:: YOUR GOAL ::
Please go through the records below and return every line holding the word "bark".

:: SUPPLIED MATERIAL ::
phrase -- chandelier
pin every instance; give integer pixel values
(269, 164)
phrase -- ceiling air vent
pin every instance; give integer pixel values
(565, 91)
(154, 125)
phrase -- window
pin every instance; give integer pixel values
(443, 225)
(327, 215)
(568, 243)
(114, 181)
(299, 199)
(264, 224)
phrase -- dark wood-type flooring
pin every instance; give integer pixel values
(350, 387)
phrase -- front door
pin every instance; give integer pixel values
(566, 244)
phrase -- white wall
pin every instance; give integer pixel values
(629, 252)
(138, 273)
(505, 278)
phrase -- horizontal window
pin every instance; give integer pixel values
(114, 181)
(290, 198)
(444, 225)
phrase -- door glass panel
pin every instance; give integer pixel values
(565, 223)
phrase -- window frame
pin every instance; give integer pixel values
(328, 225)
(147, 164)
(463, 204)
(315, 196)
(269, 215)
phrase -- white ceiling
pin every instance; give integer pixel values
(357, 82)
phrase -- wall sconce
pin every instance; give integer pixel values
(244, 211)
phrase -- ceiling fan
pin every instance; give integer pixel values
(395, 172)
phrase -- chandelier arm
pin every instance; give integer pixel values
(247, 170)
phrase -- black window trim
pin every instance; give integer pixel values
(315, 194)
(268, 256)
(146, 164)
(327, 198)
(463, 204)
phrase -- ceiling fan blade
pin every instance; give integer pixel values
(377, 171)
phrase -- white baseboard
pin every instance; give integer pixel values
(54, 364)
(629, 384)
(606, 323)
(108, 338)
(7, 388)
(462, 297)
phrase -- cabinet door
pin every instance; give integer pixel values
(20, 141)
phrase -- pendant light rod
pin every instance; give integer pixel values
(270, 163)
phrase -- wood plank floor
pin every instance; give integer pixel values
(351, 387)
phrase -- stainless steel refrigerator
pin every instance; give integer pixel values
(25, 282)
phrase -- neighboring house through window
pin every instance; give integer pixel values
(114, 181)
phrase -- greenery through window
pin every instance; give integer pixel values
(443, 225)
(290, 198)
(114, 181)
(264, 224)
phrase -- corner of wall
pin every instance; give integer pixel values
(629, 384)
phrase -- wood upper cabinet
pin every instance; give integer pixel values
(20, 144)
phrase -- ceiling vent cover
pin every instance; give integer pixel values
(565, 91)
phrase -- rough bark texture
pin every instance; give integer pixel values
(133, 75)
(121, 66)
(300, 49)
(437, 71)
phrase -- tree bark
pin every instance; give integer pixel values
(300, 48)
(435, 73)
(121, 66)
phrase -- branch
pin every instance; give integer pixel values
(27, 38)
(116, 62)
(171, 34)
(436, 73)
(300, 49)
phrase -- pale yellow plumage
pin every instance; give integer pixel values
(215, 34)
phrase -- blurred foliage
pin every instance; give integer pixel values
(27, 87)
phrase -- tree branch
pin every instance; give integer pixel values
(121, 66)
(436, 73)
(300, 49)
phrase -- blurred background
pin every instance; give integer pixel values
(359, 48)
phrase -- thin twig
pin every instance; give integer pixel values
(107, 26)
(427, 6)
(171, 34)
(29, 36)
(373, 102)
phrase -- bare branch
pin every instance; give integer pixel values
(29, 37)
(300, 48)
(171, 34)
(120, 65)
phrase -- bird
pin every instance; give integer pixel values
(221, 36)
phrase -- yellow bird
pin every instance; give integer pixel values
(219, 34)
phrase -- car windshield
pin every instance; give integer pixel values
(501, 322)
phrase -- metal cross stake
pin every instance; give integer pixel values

:: REPLY TO THE TASK ::
phrase -- rough bark texture
phrase -- tree bark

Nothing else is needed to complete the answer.